Text section
• • •

Nothing
#' Multivariate smooth boundary fitting with additional constraints
#'
#' Fits boundary of data with kernel smoothing, imposing monotonicity and/or concavity constraints.
#'
#' @param X.eval Matrix of inputs used for fitting
#' @param y.eval Vector of outputs used for fitting
#' @param X.bounded Matrix of inputs where bounding constraints apply
#' @param y.bounded Vector of outputs where bounding constraints apply
#' @param X.constrained Matrix of inputs where monotonicity/concavity constraints apply
#' @param X.fit Matrix of inputs where curve is fit; defaults to X.constrained
#' @param y.fit.observed Vector of outputs corresponding to observations in X.fit; used for efficiency calculation
#' @param H.inv Inverse of the smoothing matrix (must be positive definite); defaults to rule of thumb
#' @param H.mult Scaling factor for rule of thumb smoothing matrix
#' @param method Constraints to apply; "u" for unconstrained, "m" for monotonically increasing, and "mc" for monotonically increasing and concave
#' @param scale.constraints Boolean, whether to scale constraints by their average value, can help with convergence
#'
#' @return Returns a list with the following elements
#' \item{y.fit}{Estimated value of the frontier at X.fit}
#' \item{gradient.fit}{Estimated gradient of the frontier at X.fit}
#' \item{efficiency}{Estimated efficiencies of y.fit.observed}
#' \item{solution}{Boolean; TRUE if frontier successfully estimated}
#' \item{X.eval}{Matrix of inputs used for fitting}
#' \item{X.constrained}{Matrix of inputs where monotonicity/concavity constraints apply}
#' \item{X.fit}{Matrix of inputs where curve is fit}
#' \item{H.inv}{Inverse smoothing matrix used in fitting}
#' \item{method}{Method used to fit frontier}
#' \item{scaling.factor}{Factor by which constraints are multiplied before quadratic programming}
#'
#' @details
#' This method fits a smooth boundary of the data (with all data points below the boundary)

• • •

(Dataset records about object locations)
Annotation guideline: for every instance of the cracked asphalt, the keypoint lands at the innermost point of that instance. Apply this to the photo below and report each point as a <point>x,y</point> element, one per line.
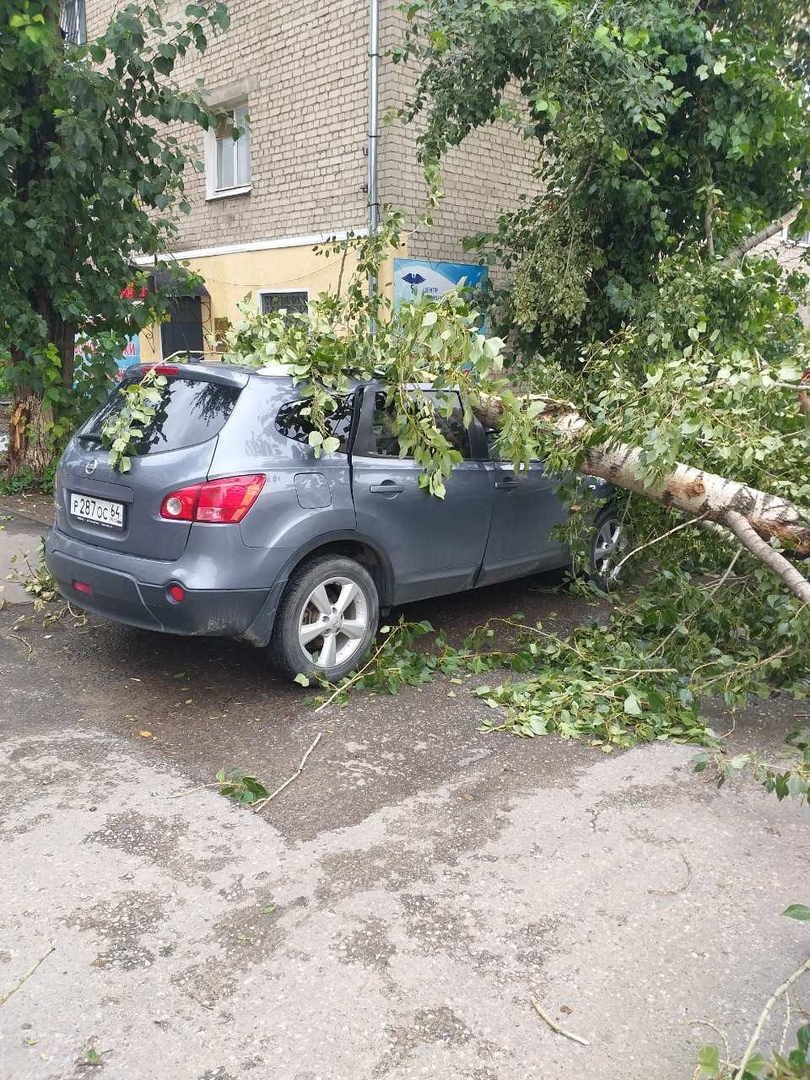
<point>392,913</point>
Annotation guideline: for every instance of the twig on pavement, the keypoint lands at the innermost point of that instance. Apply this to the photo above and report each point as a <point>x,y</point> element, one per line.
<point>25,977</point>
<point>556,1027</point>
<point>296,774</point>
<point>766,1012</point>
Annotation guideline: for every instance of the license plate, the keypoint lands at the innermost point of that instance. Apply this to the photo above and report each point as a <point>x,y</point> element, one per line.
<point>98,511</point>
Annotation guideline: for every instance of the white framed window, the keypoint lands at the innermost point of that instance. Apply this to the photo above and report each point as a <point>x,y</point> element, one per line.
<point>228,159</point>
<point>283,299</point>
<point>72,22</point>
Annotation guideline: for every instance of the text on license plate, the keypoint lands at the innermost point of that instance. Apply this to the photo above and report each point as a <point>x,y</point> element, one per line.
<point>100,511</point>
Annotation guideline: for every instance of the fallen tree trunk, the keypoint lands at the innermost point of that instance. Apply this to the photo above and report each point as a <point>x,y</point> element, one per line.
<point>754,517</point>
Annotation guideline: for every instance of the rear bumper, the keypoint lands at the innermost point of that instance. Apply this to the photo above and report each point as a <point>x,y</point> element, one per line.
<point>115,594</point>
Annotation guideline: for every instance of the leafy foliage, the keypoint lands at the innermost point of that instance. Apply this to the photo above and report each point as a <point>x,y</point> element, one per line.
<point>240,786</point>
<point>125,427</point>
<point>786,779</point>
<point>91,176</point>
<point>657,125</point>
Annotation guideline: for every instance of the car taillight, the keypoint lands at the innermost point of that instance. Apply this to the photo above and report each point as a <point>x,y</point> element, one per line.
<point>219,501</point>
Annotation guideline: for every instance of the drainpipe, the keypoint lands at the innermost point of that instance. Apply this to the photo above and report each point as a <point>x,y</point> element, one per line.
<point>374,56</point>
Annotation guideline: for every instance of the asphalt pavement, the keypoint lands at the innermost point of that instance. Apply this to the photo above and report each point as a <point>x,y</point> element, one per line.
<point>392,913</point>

• • •

Written instruction A
Using the smooth boundary fitting documentation above the records, answer each question briefly:
(i) What constraints does the method value "mc" apply?
(ii) What does X.fit default to?
(iii) What does the returned element solution hold?
Written instruction B
Decide whether each statement agrees with the smooth boundary fitting documentation above the records. Answer yes or no and quote the words that settle it.
(i) H.inv has to be positive definite.
(ii) y.fit.observed is used to work out the gradient.
(iii) The constraints are multiplied by scaling.factor after quadratic programming.
Written instruction C
Carry on with the smooth boundary fitting documentation, starting right after its last line.

Response A
(i) Monotonically increasing and concave.
(ii) X.constrained.
(iii) A Boolean that is TRUE if the frontier was successfully estimated.

Response B
(i) Yes: "must be positive definite"
(ii) No: "used for efficiency calculation"
(iii) No: "Factor by which constraints are multiplied before quadratic programming"

Response C
#' while imposing specified monotonicity and concavity constraints. The procedure is
#' derived from Racine et al. (2009), which develops kernel smoothing methods with
#' bounding, monotonicity and concavity constraints. Specifically, the smoothing procedure
#' involves finding optimal weights for a Nadaraya-Watson estimator of the form
#'
#' \deqn{\hat{y} = m(x) = \sum_{i=1}^N p_i A(x, x_i) y_i,}
#'
#' where \eqn{x} are inputs, \eqn{y} are outputs, \eqn{p} are weights, subscripts
#' index observations, and
#'
#' \deqn{A(x, x_i) = \frac{K(x, x_i)}{\sum_{h=1}^N K(x, x_h)}}
#'
#' for a kernel \eqn{K}. This method uses a multivariate normal kernel of the form
#'
#' \deqn{K(x, x_h) = \exp\left(-\frac12 (x - x_h)'H^{-1}(x - x_h)\right),}
#'
#' where \eqn{H} is a bandwidth matrix. Bandwidth selection is performed via Silverman's
#' (1986) rule-of-thumb, in the function \code{H.inv.select}.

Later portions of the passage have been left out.